→ **What to produce**: Output everything in the listing exactly, with no line missing.

→ **Input data**:
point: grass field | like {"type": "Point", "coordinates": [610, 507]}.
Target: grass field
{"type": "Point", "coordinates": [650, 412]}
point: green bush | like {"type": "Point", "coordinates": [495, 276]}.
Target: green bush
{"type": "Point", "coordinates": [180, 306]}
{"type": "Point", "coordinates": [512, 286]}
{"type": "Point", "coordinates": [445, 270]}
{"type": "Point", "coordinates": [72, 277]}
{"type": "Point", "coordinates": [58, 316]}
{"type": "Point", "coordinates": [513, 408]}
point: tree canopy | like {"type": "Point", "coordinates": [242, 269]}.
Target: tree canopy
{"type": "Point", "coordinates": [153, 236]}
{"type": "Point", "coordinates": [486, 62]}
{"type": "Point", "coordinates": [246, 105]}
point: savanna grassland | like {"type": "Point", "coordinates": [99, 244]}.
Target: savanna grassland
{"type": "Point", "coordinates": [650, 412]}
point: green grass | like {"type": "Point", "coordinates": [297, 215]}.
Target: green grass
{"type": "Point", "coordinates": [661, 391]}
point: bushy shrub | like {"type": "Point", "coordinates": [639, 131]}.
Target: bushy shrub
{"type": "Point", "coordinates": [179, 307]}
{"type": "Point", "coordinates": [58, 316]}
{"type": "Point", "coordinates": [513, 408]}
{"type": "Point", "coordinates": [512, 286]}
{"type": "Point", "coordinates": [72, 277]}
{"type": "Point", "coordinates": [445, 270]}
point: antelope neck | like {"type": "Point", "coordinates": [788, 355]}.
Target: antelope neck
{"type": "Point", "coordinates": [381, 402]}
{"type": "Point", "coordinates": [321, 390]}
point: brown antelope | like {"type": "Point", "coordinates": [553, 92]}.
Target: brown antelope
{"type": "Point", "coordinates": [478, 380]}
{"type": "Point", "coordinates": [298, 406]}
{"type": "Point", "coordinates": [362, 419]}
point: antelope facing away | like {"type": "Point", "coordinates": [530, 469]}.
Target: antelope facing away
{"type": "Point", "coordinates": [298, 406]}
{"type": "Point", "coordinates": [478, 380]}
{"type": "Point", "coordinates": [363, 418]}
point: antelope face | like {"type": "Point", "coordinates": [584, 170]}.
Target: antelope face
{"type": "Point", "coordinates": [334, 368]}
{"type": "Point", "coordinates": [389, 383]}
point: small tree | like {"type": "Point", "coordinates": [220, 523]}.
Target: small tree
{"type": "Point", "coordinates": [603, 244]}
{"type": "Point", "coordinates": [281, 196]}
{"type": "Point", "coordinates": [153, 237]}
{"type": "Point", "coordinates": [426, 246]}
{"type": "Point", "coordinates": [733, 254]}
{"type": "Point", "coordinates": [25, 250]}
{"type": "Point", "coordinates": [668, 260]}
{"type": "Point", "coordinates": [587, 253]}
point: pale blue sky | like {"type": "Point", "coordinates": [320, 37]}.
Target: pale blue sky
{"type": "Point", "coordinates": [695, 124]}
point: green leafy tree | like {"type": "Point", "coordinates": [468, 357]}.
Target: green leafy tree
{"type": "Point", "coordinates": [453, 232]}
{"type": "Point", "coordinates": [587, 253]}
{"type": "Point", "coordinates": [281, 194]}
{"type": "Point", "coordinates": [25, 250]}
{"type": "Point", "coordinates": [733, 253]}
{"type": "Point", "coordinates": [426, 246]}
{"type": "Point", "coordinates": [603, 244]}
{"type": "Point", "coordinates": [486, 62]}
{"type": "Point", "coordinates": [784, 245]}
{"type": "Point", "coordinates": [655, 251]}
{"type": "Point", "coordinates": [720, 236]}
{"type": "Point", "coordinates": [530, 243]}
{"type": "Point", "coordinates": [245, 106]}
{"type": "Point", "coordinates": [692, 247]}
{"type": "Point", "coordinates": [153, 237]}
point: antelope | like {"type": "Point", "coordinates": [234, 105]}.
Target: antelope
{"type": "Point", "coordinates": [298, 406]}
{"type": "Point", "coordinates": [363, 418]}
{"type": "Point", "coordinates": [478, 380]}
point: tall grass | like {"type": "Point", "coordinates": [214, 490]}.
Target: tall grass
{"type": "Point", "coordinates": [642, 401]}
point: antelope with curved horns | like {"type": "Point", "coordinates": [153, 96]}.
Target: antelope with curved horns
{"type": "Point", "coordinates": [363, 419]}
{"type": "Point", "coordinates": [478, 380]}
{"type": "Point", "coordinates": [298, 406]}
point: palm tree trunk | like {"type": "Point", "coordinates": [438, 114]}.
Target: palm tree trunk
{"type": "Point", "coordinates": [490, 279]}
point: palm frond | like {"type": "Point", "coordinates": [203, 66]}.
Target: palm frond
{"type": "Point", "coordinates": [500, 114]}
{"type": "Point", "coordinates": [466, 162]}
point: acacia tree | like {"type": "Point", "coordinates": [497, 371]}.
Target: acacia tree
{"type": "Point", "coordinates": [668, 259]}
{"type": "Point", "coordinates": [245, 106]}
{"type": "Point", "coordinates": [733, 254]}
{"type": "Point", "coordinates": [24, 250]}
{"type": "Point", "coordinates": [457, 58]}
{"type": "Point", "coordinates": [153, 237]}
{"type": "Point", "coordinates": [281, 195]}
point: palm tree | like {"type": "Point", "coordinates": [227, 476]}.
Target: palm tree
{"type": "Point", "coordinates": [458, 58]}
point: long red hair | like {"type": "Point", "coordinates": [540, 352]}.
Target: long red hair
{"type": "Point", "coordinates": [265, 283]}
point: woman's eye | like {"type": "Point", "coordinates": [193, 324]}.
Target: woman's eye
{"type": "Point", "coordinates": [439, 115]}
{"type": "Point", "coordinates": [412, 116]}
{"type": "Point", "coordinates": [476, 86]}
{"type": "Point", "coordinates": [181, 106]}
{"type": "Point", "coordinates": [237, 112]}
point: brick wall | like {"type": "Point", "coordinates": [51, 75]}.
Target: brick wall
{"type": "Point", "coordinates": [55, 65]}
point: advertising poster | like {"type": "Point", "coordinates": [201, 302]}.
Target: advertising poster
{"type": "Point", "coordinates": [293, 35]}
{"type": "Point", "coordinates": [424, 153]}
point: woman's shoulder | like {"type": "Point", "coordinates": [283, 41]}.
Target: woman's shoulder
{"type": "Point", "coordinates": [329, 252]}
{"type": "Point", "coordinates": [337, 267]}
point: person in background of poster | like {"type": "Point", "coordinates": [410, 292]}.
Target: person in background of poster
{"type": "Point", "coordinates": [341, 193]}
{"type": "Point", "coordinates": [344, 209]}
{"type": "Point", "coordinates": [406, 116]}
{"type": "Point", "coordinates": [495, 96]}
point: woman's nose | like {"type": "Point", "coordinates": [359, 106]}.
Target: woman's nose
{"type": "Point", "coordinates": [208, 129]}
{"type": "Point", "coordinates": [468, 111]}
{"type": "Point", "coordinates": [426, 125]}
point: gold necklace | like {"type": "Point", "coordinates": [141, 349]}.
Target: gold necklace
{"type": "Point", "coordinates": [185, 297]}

→ **Solution for this task**:
point: grass field | like {"type": "Point", "coordinates": [610, 507]}.
Target: grass field
{"type": "Point", "coordinates": [650, 412]}
point: green bush | like {"type": "Point", "coordinates": [495, 276]}.
Target: green bush
{"type": "Point", "coordinates": [180, 306]}
{"type": "Point", "coordinates": [512, 286]}
{"type": "Point", "coordinates": [445, 270]}
{"type": "Point", "coordinates": [72, 277]}
{"type": "Point", "coordinates": [58, 316]}
{"type": "Point", "coordinates": [513, 408]}
point: tree canopy | like {"type": "Point", "coordinates": [242, 269]}.
Target: tree canopy
{"type": "Point", "coordinates": [153, 236]}
{"type": "Point", "coordinates": [486, 62]}
{"type": "Point", "coordinates": [246, 105]}
point: savanna grassland | like {"type": "Point", "coordinates": [99, 244]}.
Target: savanna grassland
{"type": "Point", "coordinates": [650, 412]}
point: green grass | like {"type": "Point", "coordinates": [297, 215]}.
Target: green grass
{"type": "Point", "coordinates": [661, 391]}
point: bushy shrub | like {"type": "Point", "coordinates": [639, 131]}.
Target: bushy shrub
{"type": "Point", "coordinates": [179, 307]}
{"type": "Point", "coordinates": [58, 316]}
{"type": "Point", "coordinates": [513, 408]}
{"type": "Point", "coordinates": [512, 286]}
{"type": "Point", "coordinates": [72, 277]}
{"type": "Point", "coordinates": [445, 270]}
point: antelope neck | like {"type": "Point", "coordinates": [788, 355]}.
Target: antelope neck
{"type": "Point", "coordinates": [381, 402]}
{"type": "Point", "coordinates": [321, 390]}
point: brown antelope | like {"type": "Point", "coordinates": [553, 92]}.
Target: brown antelope
{"type": "Point", "coordinates": [478, 380]}
{"type": "Point", "coordinates": [298, 406]}
{"type": "Point", "coordinates": [362, 419]}
point: antelope facing away | like {"type": "Point", "coordinates": [530, 469]}.
Target: antelope facing away
{"type": "Point", "coordinates": [298, 406]}
{"type": "Point", "coordinates": [478, 380]}
{"type": "Point", "coordinates": [363, 418]}
point: antelope face | like {"type": "Point", "coordinates": [584, 170]}.
Target: antelope face
{"type": "Point", "coordinates": [334, 368]}
{"type": "Point", "coordinates": [389, 383]}
point: small tree | like {"type": "Point", "coordinates": [220, 523]}.
Target: small tree
{"type": "Point", "coordinates": [603, 244]}
{"type": "Point", "coordinates": [281, 196]}
{"type": "Point", "coordinates": [153, 237]}
{"type": "Point", "coordinates": [426, 246]}
{"type": "Point", "coordinates": [733, 254]}
{"type": "Point", "coordinates": [25, 250]}
{"type": "Point", "coordinates": [668, 260]}
{"type": "Point", "coordinates": [587, 253]}
point: pale blue sky | like {"type": "Point", "coordinates": [320, 37]}.
Target: pale blue sky
{"type": "Point", "coordinates": [695, 124]}
point: green leafy tree | like {"type": "Point", "coordinates": [468, 357]}.
Target: green leafy tree
{"type": "Point", "coordinates": [453, 232]}
{"type": "Point", "coordinates": [587, 253]}
{"type": "Point", "coordinates": [281, 194]}
{"type": "Point", "coordinates": [25, 250]}
{"type": "Point", "coordinates": [733, 253]}
{"type": "Point", "coordinates": [426, 246]}
{"type": "Point", "coordinates": [603, 244]}
{"type": "Point", "coordinates": [486, 62]}
{"type": "Point", "coordinates": [784, 245]}
{"type": "Point", "coordinates": [655, 251]}
{"type": "Point", "coordinates": [720, 236]}
{"type": "Point", "coordinates": [530, 243]}
{"type": "Point", "coordinates": [245, 106]}
{"type": "Point", "coordinates": [692, 247]}
{"type": "Point", "coordinates": [153, 237]}
point: antelope | like {"type": "Point", "coordinates": [234, 105]}.
Target: antelope
{"type": "Point", "coordinates": [298, 406]}
{"type": "Point", "coordinates": [363, 418]}
{"type": "Point", "coordinates": [478, 380]}
point: tall grass | like {"type": "Point", "coordinates": [214, 490]}.
Target: tall grass
{"type": "Point", "coordinates": [642, 401]}
point: antelope with curved horns | like {"type": "Point", "coordinates": [153, 96]}.
Target: antelope with curved horns
{"type": "Point", "coordinates": [363, 419]}
{"type": "Point", "coordinates": [478, 380]}
{"type": "Point", "coordinates": [298, 406]}
point: palm tree trunk | like {"type": "Point", "coordinates": [438, 114]}.
Target: palm tree trunk
{"type": "Point", "coordinates": [490, 279]}
point: palm frond | like {"type": "Point", "coordinates": [203, 66]}.
Target: palm frond
{"type": "Point", "coordinates": [500, 114]}
{"type": "Point", "coordinates": [466, 162]}
point: acacia tree | like {"type": "Point", "coordinates": [497, 371]}.
Target: acacia tree
{"type": "Point", "coordinates": [668, 259]}
{"type": "Point", "coordinates": [245, 106]}
{"type": "Point", "coordinates": [733, 254]}
{"type": "Point", "coordinates": [24, 250]}
{"type": "Point", "coordinates": [457, 58]}
{"type": "Point", "coordinates": [153, 237]}
{"type": "Point", "coordinates": [281, 195]}
point: palm tree | like {"type": "Point", "coordinates": [227, 476]}.
Target: palm tree
{"type": "Point", "coordinates": [458, 58]}
point: long red hair | like {"type": "Point", "coordinates": [540, 352]}.
Target: long red hair
{"type": "Point", "coordinates": [265, 283]}
point: woman's eye | like {"type": "Point", "coordinates": [193, 324]}.
Target: woman's eye
{"type": "Point", "coordinates": [439, 115]}
{"type": "Point", "coordinates": [412, 116]}
{"type": "Point", "coordinates": [476, 86]}
{"type": "Point", "coordinates": [181, 106]}
{"type": "Point", "coordinates": [237, 112]}
point: brick wall | like {"type": "Point", "coordinates": [51, 75]}.
Target: brick wall
{"type": "Point", "coordinates": [55, 65]}
point: advertising poster | like {"type": "Point", "coordinates": [201, 302]}.
Target: advertising poster
{"type": "Point", "coordinates": [293, 35]}
{"type": "Point", "coordinates": [424, 153]}
point: woman's shoulder | like {"type": "Point", "coordinates": [283, 41]}.
Target: woman's shoulder
{"type": "Point", "coordinates": [329, 252]}
{"type": "Point", "coordinates": [337, 267]}
point: person in background of poster | like {"type": "Point", "coordinates": [410, 292]}.
Target: person in background of poster
{"type": "Point", "coordinates": [341, 193]}
{"type": "Point", "coordinates": [344, 209]}
{"type": "Point", "coordinates": [406, 116]}
{"type": "Point", "coordinates": [495, 96]}
point: woman's nose | like {"type": "Point", "coordinates": [359, 106]}.
Target: woman's nose
{"type": "Point", "coordinates": [208, 129]}
{"type": "Point", "coordinates": [468, 111]}
{"type": "Point", "coordinates": [426, 125]}
point: gold necklace | like {"type": "Point", "coordinates": [141, 349]}.
Target: gold necklace
{"type": "Point", "coordinates": [185, 297]}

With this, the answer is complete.